▶ [Textabschnitt]:
..............................

Wie alle Eltern wissen, erfordert die Erziehung von Kindern Opfer, die nicht nur materieller Natur sind. Eine Familie zu gründen bedeutet, in hohem Maße auf Autonomie zu verzichten. Als meine damalige Frau und ich uns 1999 auf unser erstes Kind vorbereiteten, sagte meine Schwester, die bereits zwei kleine Kinder hatte, zu mir: “Ihr werdet beide die Freiheit verlieren, die ihr bisher genossen habt. Daran führt kein Weg vorbei, und ich denke, das wisst ihr auch. Aber was ihr nicht wisst, ist, wie viel Freude ihr als Eltern haben werdet. Das kann man nicht wissen, bevor man es nicht getan hat.
Sie hatte Recht. Wir bekamen zwei weitere Kinder und hörten nur aus medizinischen Gründen auf. Kinder großzuziehen war das Schwierigste, was wir je getan hatten, aber auch das Lohnendste. Meine Schwester hatte allerdings recht, wenn sie sagte, dass der Segen, der sich aus dem Verzicht auf Autonomie und Bequemlichkeit ergibt, einem Kinderlosen nur schwer zu vermitteln ist. Die Mutter und der Vater meiner Kinder haben verstanden, dass unsere „Selbstverwirklichung“ in erster Linie darin bestand, Eltern zu sein.

..............................

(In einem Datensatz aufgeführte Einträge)
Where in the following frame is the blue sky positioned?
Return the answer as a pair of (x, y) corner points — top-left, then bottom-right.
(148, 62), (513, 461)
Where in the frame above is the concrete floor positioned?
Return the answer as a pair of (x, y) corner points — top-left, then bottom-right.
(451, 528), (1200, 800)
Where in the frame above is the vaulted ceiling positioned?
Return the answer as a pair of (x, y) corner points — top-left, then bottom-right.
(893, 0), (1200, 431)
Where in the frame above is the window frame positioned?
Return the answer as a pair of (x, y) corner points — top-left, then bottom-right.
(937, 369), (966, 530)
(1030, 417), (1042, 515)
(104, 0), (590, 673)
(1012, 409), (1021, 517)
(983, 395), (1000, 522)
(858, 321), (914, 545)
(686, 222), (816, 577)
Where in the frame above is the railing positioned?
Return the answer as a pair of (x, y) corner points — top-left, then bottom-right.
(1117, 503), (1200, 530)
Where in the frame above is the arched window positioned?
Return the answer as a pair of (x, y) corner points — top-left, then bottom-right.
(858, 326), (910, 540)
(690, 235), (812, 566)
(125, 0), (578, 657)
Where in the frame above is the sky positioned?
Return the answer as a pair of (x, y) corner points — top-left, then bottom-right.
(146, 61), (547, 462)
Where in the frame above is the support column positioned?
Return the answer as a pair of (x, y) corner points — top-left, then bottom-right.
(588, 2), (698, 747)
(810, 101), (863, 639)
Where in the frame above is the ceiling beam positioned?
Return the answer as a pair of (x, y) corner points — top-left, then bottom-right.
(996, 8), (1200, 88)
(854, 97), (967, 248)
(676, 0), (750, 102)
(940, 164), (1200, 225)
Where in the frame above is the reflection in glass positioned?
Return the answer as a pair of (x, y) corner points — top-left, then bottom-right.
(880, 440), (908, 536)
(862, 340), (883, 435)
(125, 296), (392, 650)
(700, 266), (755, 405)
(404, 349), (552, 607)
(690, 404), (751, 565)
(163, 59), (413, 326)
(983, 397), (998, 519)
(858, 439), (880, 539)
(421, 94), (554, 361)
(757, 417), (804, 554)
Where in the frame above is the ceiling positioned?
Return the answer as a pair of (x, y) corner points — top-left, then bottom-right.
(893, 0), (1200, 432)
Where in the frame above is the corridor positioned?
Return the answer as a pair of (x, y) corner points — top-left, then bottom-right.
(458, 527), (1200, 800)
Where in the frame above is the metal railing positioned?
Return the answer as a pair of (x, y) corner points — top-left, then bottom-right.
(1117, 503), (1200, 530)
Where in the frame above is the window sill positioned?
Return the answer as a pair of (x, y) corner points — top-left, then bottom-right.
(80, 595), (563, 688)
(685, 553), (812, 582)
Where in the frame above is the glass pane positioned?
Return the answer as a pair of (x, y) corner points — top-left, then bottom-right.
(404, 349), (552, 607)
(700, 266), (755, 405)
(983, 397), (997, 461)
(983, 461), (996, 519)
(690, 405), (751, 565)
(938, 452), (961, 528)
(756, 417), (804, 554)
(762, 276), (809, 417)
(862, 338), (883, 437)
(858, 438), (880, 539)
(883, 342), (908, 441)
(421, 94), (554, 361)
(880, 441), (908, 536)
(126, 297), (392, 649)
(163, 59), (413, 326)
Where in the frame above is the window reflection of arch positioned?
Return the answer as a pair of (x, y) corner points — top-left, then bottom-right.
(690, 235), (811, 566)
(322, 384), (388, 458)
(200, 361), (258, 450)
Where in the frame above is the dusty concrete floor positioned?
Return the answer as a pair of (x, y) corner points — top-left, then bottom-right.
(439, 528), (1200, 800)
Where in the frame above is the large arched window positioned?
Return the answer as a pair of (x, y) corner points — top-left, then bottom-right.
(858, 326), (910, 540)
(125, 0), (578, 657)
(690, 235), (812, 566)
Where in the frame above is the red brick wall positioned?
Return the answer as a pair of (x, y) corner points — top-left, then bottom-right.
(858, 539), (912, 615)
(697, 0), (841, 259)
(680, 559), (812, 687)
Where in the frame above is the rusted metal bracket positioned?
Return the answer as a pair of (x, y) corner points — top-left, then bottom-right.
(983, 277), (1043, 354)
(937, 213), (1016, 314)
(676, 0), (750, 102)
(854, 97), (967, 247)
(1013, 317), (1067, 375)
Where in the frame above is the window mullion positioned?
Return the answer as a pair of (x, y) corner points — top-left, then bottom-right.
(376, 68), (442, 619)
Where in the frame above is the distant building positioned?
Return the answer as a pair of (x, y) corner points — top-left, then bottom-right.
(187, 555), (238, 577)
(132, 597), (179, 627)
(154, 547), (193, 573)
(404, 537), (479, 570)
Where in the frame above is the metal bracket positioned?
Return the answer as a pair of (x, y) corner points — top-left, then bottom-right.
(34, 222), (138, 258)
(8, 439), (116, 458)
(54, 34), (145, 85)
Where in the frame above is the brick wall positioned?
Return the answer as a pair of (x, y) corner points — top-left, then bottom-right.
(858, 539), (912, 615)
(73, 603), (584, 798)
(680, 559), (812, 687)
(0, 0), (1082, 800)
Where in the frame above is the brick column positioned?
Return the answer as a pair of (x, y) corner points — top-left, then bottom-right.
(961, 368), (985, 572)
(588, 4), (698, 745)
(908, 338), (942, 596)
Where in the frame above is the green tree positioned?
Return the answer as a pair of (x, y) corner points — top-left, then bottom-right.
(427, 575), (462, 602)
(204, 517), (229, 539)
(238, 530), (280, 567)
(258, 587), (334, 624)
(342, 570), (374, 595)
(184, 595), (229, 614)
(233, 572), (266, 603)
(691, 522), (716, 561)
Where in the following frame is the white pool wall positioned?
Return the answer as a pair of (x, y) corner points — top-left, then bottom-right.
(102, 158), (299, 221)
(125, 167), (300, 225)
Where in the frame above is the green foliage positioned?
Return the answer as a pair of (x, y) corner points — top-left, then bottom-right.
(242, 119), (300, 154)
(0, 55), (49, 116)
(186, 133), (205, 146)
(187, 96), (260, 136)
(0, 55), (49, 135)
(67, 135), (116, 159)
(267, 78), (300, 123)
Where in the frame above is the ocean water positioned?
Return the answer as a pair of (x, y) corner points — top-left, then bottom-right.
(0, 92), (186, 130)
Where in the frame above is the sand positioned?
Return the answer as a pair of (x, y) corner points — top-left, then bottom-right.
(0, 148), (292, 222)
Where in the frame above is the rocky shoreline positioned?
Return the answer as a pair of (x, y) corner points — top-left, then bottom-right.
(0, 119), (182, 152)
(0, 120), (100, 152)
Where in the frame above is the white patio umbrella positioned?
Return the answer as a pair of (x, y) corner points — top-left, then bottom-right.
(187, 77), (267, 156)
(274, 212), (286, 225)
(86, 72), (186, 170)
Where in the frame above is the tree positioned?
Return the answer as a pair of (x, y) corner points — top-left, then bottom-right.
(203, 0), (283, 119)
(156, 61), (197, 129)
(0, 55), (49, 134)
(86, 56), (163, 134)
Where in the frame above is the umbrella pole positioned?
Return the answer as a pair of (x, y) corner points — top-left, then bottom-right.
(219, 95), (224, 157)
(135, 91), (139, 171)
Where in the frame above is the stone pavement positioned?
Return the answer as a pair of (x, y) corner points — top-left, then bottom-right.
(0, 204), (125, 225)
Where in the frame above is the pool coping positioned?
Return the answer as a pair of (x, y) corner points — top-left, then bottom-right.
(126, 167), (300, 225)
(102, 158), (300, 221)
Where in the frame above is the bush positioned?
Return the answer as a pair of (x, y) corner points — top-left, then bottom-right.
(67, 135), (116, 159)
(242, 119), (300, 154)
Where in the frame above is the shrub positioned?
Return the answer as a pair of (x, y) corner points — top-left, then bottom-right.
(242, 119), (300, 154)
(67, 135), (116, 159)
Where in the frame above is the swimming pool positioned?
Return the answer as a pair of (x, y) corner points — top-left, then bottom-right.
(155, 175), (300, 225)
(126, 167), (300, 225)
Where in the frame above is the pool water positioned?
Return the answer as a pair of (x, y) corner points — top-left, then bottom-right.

..............................

▶ [Aufgabe]:
Schreiben Sie bitte den Textabschnitt über Elternschaft ab den Worten „Sie hatte Recht.“ bis einschließlich „Eltern zu sein.“ neu und setzen Sie dabei „Behaglichkeit“ an die Stelle von „Bequemlichkeit“.

▶ [Vollständige Ausgabe]:
Sie hatte Recht. Wir bekamen zwei weitere Kinder und hörten nur aus medizinischen Gründen auf. Kinder großzuziehen war das Schwierigste, was wir je getan hatten, aber auch das Lohnendste. Meine Schwester hatte allerdings recht, wenn sie sagte, dass der Segen, der sich aus dem Verzicht auf Autonomie und Behaglichkeit ergibt, einem Kinderlosen nur schwer zu vermitteln ist. Die Mutter und der Vater meiner Kinder haben verstanden, dass unsere „Selbstverwirklichung“ in erster Linie darin bestand, Eltern zu sein.